= Position identification records =
++++
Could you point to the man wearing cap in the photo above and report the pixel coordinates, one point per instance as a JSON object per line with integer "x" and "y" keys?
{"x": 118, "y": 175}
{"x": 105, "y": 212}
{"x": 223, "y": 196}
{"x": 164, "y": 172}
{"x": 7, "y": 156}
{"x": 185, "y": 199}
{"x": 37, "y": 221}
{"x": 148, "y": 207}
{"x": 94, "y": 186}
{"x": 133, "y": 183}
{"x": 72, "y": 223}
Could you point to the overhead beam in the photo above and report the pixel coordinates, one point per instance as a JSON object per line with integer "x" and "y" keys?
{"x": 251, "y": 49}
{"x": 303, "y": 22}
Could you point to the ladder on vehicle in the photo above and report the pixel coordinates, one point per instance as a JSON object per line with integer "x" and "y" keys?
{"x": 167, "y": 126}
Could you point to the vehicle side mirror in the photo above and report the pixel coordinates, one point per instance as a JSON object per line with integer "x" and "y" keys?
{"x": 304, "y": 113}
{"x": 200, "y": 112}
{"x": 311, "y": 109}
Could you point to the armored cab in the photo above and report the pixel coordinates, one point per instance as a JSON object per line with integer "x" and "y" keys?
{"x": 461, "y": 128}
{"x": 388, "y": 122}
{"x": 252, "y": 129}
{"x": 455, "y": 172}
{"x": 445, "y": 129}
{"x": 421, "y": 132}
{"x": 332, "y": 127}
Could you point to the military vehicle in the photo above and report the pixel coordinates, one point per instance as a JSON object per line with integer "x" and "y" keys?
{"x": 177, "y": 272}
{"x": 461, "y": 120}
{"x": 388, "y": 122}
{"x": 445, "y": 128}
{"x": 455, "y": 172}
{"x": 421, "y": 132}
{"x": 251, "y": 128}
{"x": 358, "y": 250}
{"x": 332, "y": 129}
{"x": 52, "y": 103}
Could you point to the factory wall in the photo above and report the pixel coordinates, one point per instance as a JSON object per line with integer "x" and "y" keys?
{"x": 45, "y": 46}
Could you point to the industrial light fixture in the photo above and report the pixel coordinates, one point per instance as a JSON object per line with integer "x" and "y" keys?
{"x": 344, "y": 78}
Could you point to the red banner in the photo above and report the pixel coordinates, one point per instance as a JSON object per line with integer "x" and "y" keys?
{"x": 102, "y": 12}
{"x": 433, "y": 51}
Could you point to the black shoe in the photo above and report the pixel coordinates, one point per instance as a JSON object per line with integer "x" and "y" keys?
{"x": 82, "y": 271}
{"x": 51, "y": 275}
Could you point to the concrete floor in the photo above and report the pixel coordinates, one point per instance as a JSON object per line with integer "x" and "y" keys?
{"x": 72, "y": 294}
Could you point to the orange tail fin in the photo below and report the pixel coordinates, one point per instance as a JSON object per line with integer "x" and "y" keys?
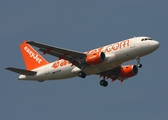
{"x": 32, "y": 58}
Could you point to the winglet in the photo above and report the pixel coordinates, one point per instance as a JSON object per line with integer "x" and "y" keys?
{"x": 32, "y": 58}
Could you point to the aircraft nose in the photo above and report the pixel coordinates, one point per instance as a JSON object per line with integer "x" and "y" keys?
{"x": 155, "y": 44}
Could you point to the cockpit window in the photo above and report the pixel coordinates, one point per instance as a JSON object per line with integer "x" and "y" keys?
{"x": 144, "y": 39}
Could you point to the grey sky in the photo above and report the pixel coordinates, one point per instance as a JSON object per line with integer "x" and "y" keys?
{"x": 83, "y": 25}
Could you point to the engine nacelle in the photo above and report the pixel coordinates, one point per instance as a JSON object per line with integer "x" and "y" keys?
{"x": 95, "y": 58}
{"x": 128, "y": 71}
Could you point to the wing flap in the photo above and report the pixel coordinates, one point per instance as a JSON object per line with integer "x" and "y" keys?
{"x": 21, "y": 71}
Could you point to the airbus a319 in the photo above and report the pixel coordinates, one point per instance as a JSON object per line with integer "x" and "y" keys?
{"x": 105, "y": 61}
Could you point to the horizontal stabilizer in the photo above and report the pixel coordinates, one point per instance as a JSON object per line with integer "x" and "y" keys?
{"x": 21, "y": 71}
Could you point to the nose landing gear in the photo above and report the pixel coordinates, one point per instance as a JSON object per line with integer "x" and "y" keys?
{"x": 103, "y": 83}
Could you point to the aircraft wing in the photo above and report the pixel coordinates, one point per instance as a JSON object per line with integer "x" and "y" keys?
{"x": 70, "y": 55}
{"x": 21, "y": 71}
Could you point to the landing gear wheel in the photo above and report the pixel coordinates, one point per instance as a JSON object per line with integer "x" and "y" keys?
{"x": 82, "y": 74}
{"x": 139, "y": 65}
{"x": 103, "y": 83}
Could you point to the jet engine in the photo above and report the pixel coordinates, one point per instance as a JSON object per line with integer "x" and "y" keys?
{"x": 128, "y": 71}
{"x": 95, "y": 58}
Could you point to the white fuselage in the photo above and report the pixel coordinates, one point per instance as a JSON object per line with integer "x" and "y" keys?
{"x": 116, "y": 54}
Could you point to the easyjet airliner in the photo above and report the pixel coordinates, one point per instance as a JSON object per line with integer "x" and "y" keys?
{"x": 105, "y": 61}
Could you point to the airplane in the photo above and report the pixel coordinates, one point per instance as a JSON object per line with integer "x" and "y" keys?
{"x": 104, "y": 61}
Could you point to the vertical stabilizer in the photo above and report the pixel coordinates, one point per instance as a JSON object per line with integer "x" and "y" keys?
++++
= What the task asks =
Set down the material exactly, every line of it, except for the pictures.

= The reply =
Could you point to the man wearing cap in the photo above and report the pixel coordinates, one point per instance as a JSON object per line with integer "x" and "y" keys?
{"x": 118, "y": 175}
{"x": 105, "y": 212}
{"x": 223, "y": 196}
{"x": 164, "y": 172}
{"x": 7, "y": 156}
{"x": 185, "y": 199}
{"x": 37, "y": 221}
{"x": 148, "y": 207}
{"x": 94, "y": 186}
{"x": 133, "y": 183}
{"x": 72, "y": 223}
Could you point to the overhead beam in the photo above and report the pixel coordinates, one point per instance as a JSON object per line with integer "x" and "y" keys?
{"x": 251, "y": 49}
{"x": 303, "y": 22}
Could you point to the ladder on vehicle in the photo above and report the pixel coordinates, one point per instance as a JSON object per line with integer "x" and "y" keys?
{"x": 167, "y": 126}
Could you point to the vehicle side mirror in the photo above and report the pixel coordinates, one point per instance as a JSON object per line with integer "x" and "y" keys?
{"x": 304, "y": 113}
{"x": 200, "y": 112}
{"x": 311, "y": 109}
Could you point to the armored cab in the photo above and report the pixel coordinates, one point per instance as a JSON object per line with integer "x" and "y" keys?
{"x": 461, "y": 128}
{"x": 388, "y": 122}
{"x": 252, "y": 129}
{"x": 455, "y": 172}
{"x": 445, "y": 129}
{"x": 421, "y": 132}
{"x": 332, "y": 127}
Could you point to the military vehicle in the photo above and report the pixel coordinates, one point per instance as a JSON object per line with integer "x" and "y" keys?
{"x": 177, "y": 272}
{"x": 461, "y": 120}
{"x": 388, "y": 122}
{"x": 445, "y": 128}
{"x": 455, "y": 172}
{"x": 421, "y": 132}
{"x": 251, "y": 128}
{"x": 358, "y": 250}
{"x": 332, "y": 129}
{"x": 52, "y": 103}
Could you point to the factory wall in the photo above and report the pixel coordinates, one point per instance as a JSON object per line with integer "x" and "y" keys?
{"x": 45, "y": 46}
Could you point to the industrial light fixture in the photo above and report the pixel coordinates, one point per instance as a JSON object per line with integer "x" and "y" keys?
{"x": 344, "y": 78}
Could you point to the red banner in the photo above and report the pixel coordinates, one point per instance as a JSON object per line with integer "x" and "y" keys?
{"x": 102, "y": 12}
{"x": 433, "y": 51}
Could you point to the black shoe in the photo above and report the pixel coordinates, one point per instance as a JSON object per line with integer "x" and "y" keys?
{"x": 82, "y": 271}
{"x": 51, "y": 275}
Could you point to the concrete floor in the photo above and report the pixel coordinates, one point per instance as a JSON object per line with integer "x" and "y" keys?
{"x": 72, "y": 294}
Could you point to the orange tail fin in the photo below and report the pixel coordinates, one point per instance as a JSON object per line with integer "x" and "y" keys?
{"x": 32, "y": 58}
Could you point to the winglet in the photo above and report the pixel coordinates, one point per instance as a JSON object per line with integer "x" and "y" keys?
{"x": 32, "y": 58}
Could you point to the aircraft nose in the photo above and report the pixel coordinates, one point per instance as a JSON object per line with integer "x" and "y" keys?
{"x": 155, "y": 44}
Could you point to the cockpit window in the photo above and report the pixel coordinates, one point per instance as a JSON object per line with integer "x" and "y" keys?
{"x": 144, "y": 39}
Could you point to the grey sky in the photo above and report the pixel coordinates, one point per instance as a JSON object per line with integer "x" and "y" keys?
{"x": 83, "y": 25}
Could you point to the engine nacelle in the photo above and report the pixel coordinates, one point per instance as a JSON object per line with integer "x" and "y" keys?
{"x": 95, "y": 58}
{"x": 128, "y": 71}
Could you point to the wing flap in the photo above and report the pixel coordinates, one point per instance as a JSON object per line with integer "x" and "y" keys?
{"x": 21, "y": 71}
Could you point to the airbus a319 in the photo above and report the pixel coordinates, one point per instance as a JSON object per line with integer "x" and "y" keys?
{"x": 105, "y": 61}
Could you point to the horizontal stabilizer in the photo above and report the pixel coordinates, one point per instance as a JSON object per line with integer "x" and "y" keys?
{"x": 21, "y": 71}
Could you point to the nose landing gear in the photo above and report the pixel coordinates, one point per instance as a JSON object per line with integer "x" and "y" keys?
{"x": 103, "y": 83}
Could you point to the aircraft wing in the photo above and report the pixel coordinates, one point per instance as a JSON object per line with integer "x" and "y" keys?
{"x": 70, "y": 55}
{"x": 21, "y": 71}
Could you point to the landing gear wheel in the photo above and report the pixel coordinates, one point per instance as a JSON object per line with integer "x" and "y" keys?
{"x": 82, "y": 74}
{"x": 139, "y": 65}
{"x": 103, "y": 83}
Could you point to the jet engine in the photo above and report the pixel coordinates, one point per instance as a JSON object per line with integer "x" and "y" keys?
{"x": 128, "y": 71}
{"x": 95, "y": 58}
Could you point to the white fuselage in the photo above and report the pixel coordinates, one point per instance as a JSON object per line with integer "x" and "y" keys?
{"x": 116, "y": 54}
Could you point to the easyjet airliner in the photo above and report the pixel coordinates, one point per instance as a JSON object per line with integer "x" and "y" keys?
{"x": 105, "y": 61}
Could you point to the airplane in the photo above and report the pixel coordinates, one point per instance as a JSON object per line with integer "x" and "y" keys?
{"x": 104, "y": 61}
Could you point to the vertical stabilizer in the photo above and report the pixel coordinates, one point per instance as a JSON object per line with integer "x" and "y" keys?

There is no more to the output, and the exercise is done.